◆ **Action item**
The records appear below. Repeat them exactly.

Dataset entries:

========

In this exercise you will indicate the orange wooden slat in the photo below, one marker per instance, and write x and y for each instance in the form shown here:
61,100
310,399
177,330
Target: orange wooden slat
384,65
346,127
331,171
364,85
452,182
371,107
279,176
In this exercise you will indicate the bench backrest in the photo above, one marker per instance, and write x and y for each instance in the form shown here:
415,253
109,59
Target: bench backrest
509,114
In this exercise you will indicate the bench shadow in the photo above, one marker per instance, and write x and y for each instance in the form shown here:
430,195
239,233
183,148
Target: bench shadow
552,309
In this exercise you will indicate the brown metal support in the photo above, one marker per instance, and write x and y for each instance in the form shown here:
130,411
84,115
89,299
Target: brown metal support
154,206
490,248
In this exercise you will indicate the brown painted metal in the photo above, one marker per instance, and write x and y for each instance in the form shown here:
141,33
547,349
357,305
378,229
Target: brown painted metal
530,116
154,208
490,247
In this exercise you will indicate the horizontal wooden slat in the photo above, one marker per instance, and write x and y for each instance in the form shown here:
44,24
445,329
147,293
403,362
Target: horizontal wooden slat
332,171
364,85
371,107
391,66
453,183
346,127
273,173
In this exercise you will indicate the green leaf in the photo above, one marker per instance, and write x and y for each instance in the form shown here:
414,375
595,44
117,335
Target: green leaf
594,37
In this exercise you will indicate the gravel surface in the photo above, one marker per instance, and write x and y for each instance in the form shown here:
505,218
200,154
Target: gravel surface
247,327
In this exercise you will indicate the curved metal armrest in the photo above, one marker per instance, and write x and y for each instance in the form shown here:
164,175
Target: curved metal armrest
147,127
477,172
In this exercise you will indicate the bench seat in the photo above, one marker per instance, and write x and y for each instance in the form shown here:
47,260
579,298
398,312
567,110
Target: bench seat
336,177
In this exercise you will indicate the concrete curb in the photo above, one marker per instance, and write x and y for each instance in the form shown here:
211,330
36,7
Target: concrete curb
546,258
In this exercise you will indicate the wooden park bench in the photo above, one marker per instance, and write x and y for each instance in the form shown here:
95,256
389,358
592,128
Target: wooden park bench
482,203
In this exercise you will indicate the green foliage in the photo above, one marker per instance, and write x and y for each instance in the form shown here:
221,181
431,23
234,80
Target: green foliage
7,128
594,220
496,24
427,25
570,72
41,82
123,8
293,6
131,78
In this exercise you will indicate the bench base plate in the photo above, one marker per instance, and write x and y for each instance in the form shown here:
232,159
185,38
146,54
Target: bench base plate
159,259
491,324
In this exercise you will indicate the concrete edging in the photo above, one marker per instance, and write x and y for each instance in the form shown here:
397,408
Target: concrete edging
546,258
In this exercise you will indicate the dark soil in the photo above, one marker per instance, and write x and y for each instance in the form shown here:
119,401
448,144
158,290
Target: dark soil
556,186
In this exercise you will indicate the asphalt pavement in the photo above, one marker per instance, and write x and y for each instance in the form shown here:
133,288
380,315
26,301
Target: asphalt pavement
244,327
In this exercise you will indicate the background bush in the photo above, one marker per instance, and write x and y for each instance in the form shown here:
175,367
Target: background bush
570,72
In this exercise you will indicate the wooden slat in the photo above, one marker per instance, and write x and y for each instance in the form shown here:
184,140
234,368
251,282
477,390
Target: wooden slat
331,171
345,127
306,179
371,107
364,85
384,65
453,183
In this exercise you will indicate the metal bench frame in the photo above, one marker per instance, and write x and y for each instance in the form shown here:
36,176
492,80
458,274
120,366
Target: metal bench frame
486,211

========

◆ **Task solution**
In this exercise you will indicate the orange wooden slat in the photo below, one marker per instance, and write x and y for each instance in the form shown here:
61,100
310,399
177,330
Target: orange wooden slat
384,65
346,127
331,171
364,85
452,182
371,107
279,176
In this exercise you will indicate the bench backrest in the photo above, one marker per instance, and write x and y for each instance in the form shown here:
415,253
109,59
Target: bench backrest
509,114
In this exercise you will indicate the bench shadow in the photo above, one marker per instance, and write x and y for each instance in the form shown here:
430,195
239,233
183,148
Target: bench shadow
552,309
In this exercise you will indicate the brown metal support in the photo above, one marker per instance, and write x and y for each instance in the form shown here:
130,411
84,115
89,299
Target: brown metal support
154,206
490,248
In this exercise you will indicate the brown painted metal in the photo above, one marker per instance, and write x and y for each instance in the form shown here:
141,33
547,349
357,305
378,229
Target: brown painted metal
530,116
154,208
490,247
In this exercise you will indicate the horizontal wooden slat in the photo above, one marker per instance, and write x and y for each instance in the form shown here:
44,24
445,329
147,293
403,362
Target: horizontal wooden slat
332,171
364,85
371,107
391,66
453,183
346,127
273,173
In this exercise you will indicate the green leaf in the photo above, one marker per instance, and write x and y for each instance in the form shown here:
414,375
595,44
117,335
Target: green leaf
594,37
In this exercise you will indicate the gravel surface in the photo above, one marker per instance, and write x and y for each instance in the form shown here:
505,218
200,154
Target: gravel surface
247,327
In this exercise you will indicate the curved metal armrest in the photo above, one marker per instance, and write x and y for each instance in the form shown here:
164,175
Target: curved metal armrest
147,127
477,172
In this exercise you will indicate the bench seat in the photo above, one marker per instance, and write x and y for each instance in the form shown here:
47,260
579,298
398,312
567,110
Target: bench seat
336,177
In this exercise you will indicate the concrete curb in the photo above, one marker per instance, and write x and y for each instance in the form shown here:
211,330
36,7
Target: concrete curb
546,258
In this exercise you will indicate the wooden park bench in the photo above, one marker per instance, and write x and y for each instance in the form shown here:
95,256
389,358
592,128
Target: wooden park bench
482,203
In this exercise you will indicate the green foliage in the photo above, one marker per instance, and write x and y for each instance in the form shown here:
221,181
431,23
234,80
Target: green foliage
7,128
594,220
496,24
427,25
570,72
41,82
123,8
293,6
131,78
In this exercise you will indicate the bench base plate in the photo above, one marker per instance, and write x and y for each instance in the form shown here:
232,159
185,38
146,54
Target: bench base plate
159,259
491,324
In this exercise you will indicate the concrete edging in the photo above, one marker per instance, and write x and y for each instance in the form shown here:
397,408
Target: concrete edging
546,258
In this exercise you will indicate the dark soil in the photo above, one marker per instance, and write x and y for each instance in the form shown here:
119,401
448,144
158,290
Target: dark soil
556,186
In this exercise you will indicate the asphalt pavement in the photo above, one marker per instance, and write x and y for each instance in the form shown here:
133,288
380,315
26,301
Target: asphalt pavement
244,327
In this exercise you will indicate the background bush in the photo above, one marker per instance, and write x and y for each instance in the form shown here:
175,367
Target: background bush
570,72
In this exercise you will indicate the wooden slat in the photo above, one marker per instance, and write x and y for each instance in the form shown here:
184,140
234,368
251,282
477,390
Target: wooden slat
331,171
345,127
306,179
371,107
364,85
384,65
453,183
In this exercise you will indicate the metal bench frame in the photo above, one marker per instance, and write x and y for each instance in the form shown here:
36,176
492,80
458,274
120,366
Target: metal bench frame
486,211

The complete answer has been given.